AIM OF THE EXERCISE
Without including pictures, set down every record exactly as it stands.

SOURCE DATA
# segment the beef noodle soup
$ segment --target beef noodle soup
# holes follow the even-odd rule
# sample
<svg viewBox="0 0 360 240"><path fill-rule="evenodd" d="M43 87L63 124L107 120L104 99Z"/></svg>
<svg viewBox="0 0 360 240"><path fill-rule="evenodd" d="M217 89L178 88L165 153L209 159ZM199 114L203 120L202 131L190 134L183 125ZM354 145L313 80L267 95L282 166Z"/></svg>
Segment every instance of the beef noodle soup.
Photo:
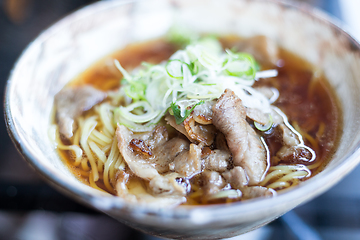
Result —
<svg viewBox="0 0 360 240"><path fill-rule="evenodd" d="M264 36L128 45L54 108L57 149L79 180L161 206L274 197L321 171L341 130L321 69Z"/></svg>

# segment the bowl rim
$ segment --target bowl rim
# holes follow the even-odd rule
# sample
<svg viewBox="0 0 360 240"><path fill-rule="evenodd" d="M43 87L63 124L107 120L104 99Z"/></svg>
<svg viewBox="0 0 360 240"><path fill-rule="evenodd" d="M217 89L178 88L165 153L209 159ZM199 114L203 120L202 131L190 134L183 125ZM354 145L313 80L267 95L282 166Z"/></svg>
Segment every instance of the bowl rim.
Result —
<svg viewBox="0 0 360 240"><path fill-rule="evenodd" d="M221 221L228 221L229 219L239 221L239 213L242 214L242 217L246 216L247 220L251 219L252 215L266 215L268 212L269 206L281 206L286 205L288 202L292 202L297 199L303 199L302 203L309 201L312 198L320 195L325 192L331 186L335 185L340 179L342 179L347 173L349 173L357 164L360 162L360 142L356 144L356 147L353 151L349 152L346 156L343 157L344 161L340 162L335 169L328 172L328 174L323 175L321 178L313 177L308 179L306 182L302 183L300 186L293 187L291 191L284 192L279 194L275 198L260 198L254 199L244 202L235 202L232 204L217 204L217 205L204 205L204 206L180 206L176 208L167 208L166 212L161 208L149 208L147 206L139 206L136 204L127 203L120 198L111 198L111 207L108 209L108 205L105 207L101 204L108 197L99 197L93 194L86 193L84 191L79 190L71 184L63 181L63 179L57 175L53 175L49 169L47 169L44 165L40 164L37 161L37 157L32 155L29 149L22 145L22 138L20 134L16 131L15 121L11 112L11 102L10 102L10 93L13 88L13 76L18 66L21 64L22 59L26 54L36 45L41 44L43 41L51 36L53 31L61 30L62 26L70 24L69 20L78 20L84 17L91 16L96 14L99 11L106 11L107 9L111 9L113 6L121 6L130 3L136 3L146 0L125 0L125 1L102 1L90 4L79 10L76 10L69 15L63 17L61 20L55 22L50 27L42 31L21 53L18 60L15 62L9 78L7 80L6 88L5 88L5 100L4 100L4 115L5 122L8 134L12 139L12 142L16 146L17 150L21 153L24 159L37 170L43 178L47 180L52 186L59 189L61 192L65 193L72 198L75 198L86 205L96 208L100 211L108 211L109 209L117 209L126 211L129 213L133 213L134 218L139 220L143 219L144 216L150 217L153 222L146 222L150 225L157 225L158 221L165 223L167 225L171 225L171 219L173 220L193 220L190 221L190 225L203 225L208 223L215 223ZM360 43L352 37L349 33L351 32L343 23L340 23L339 20L334 17L330 17L328 14L323 12L322 10L313 8L307 4L295 4L289 3L282 0L256 0L257 2L264 3L273 3L286 8L293 8L297 11L302 12L303 14L315 18L317 21L325 23L329 25L329 27L334 28L347 37L349 41L351 41L357 49L360 49ZM319 173L321 174L321 173ZM321 188L319 188L319 183L321 183ZM304 196L304 193L307 195ZM203 216L202 218L198 218L199 216ZM205 217L204 217L205 216Z"/></svg>

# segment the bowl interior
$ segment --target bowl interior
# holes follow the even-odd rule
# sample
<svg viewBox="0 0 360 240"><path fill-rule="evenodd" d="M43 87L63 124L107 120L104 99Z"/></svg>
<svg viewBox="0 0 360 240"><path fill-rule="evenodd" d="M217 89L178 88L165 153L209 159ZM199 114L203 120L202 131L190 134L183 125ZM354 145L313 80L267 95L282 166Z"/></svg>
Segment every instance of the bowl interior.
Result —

ANSWER TO THIS TASK
# segment the beef noodle soup
$ segment --target beef noodle soup
# holes follow the even-odd rule
# sample
<svg viewBox="0 0 360 240"><path fill-rule="evenodd" d="M43 87L63 124L107 120L104 99Z"/></svg>
<svg viewBox="0 0 360 240"><path fill-rule="evenodd" d="M217 89L178 88L165 153L209 159ZM199 114L203 120L202 131L190 134L183 125ZM354 145L313 80L267 95L282 166Z"/></svg>
Segment every instance of the beef noodle soup.
Photo:
Result —
<svg viewBox="0 0 360 240"><path fill-rule="evenodd" d="M264 36L128 45L54 108L57 149L79 180L161 206L274 197L321 171L341 130L321 69Z"/></svg>

# segment the bowl rim
$ segment --target bowl rim
# holes follow the even-odd rule
# sample
<svg viewBox="0 0 360 240"><path fill-rule="evenodd" d="M43 87L63 124L107 120L104 99Z"/></svg>
<svg viewBox="0 0 360 240"><path fill-rule="evenodd" d="M217 89L178 88L165 153L209 159ZM199 114L203 120L202 131L190 134L183 125ZM354 145L313 80L267 95L282 166Z"/></svg>
Segment every instance of the bowl rim.
Result —
<svg viewBox="0 0 360 240"><path fill-rule="evenodd" d="M221 221L228 221L229 219L239 221L239 213L242 214L242 217L246 216L247 220L251 219L252 215L266 215L268 212L269 206L281 206L286 205L288 202L292 202L297 199L303 199L302 203L309 201L312 198L320 195L325 192L331 186L335 185L340 179L342 179L347 173L349 173L357 164L360 162L360 142L356 144L356 147L353 151L349 152L346 156L343 157L344 161L340 162L335 169L328 172L328 174L323 175L321 178L313 177L308 179L306 182L302 183L300 186L293 187L291 191L284 192L279 194L275 198L260 198L254 199L244 202L235 202L232 204L217 204L217 205L204 205L204 206L180 206L176 208L167 208L166 212L161 208L149 208L147 206L139 206L136 204L127 203L120 198L111 198L111 207L108 209L108 205L105 207L101 204L108 197L99 197L93 194L86 193L84 191L79 190L71 184L63 181L63 179L57 175L53 175L49 169L47 169L44 165L40 164L37 161L37 157L32 155L29 149L22 145L22 138L20 134L16 131L15 121L11 112L11 102L10 102L10 93L13 88L13 76L18 66L21 64L22 59L26 54L36 45L41 44L43 41L51 36L53 31L61 30L62 26L70 24L69 20L78 20L84 17L91 16L96 14L99 11L106 11L107 9L111 9L113 6L121 6L130 3L136 3L146 0L125 0L125 1L102 1L90 4L79 10L76 10L69 15L63 17L61 20L55 22L50 27L42 31L21 53L18 60L15 62L9 78L7 80L6 88L5 88L5 100L4 100L4 115L5 122L8 134L12 139L12 142L16 146L17 150L21 153L24 159L37 170L43 178L47 180L52 186L59 189L61 192L65 193L72 198L75 198L86 205L96 208L100 211L108 211L109 209L117 209L126 211L129 213L133 213L134 218L139 220L143 219L144 216L150 217L153 222L146 222L150 225L157 225L158 221L165 223L167 225L171 225L171 219L173 220L193 220L190 221L190 225L203 225L208 223L215 223ZM360 43L352 37L349 33L351 32L343 23L340 23L339 20L334 17L330 17L328 14L323 12L322 10L313 8L307 4L295 4L289 3L282 0L256 0L257 2L264 3L273 3L286 8L293 8L297 11L302 12L303 14L315 18L317 21L325 23L329 25L329 27L334 28L347 37L349 41L351 41L357 49L360 49ZM319 173L321 174L321 173ZM321 188L319 188L319 183L321 183ZM304 196L304 193L307 195ZM203 216L202 218L198 218L199 216ZM205 217L204 217L205 216Z"/></svg>

# segment the bowl interior
$ segment --target bowl interior
# holes follow the even-odd rule
# sample
<svg viewBox="0 0 360 240"><path fill-rule="evenodd" d="M43 87L63 124L107 120L104 99Z"/></svg>
<svg viewBox="0 0 360 240"><path fill-rule="evenodd" d="M217 89L178 88L165 153L209 159ZM199 114L203 120L202 131L190 134L183 125ZM354 145L313 80L267 95L282 166Z"/></svg>
Segment every instance of the bowl interior.
Result —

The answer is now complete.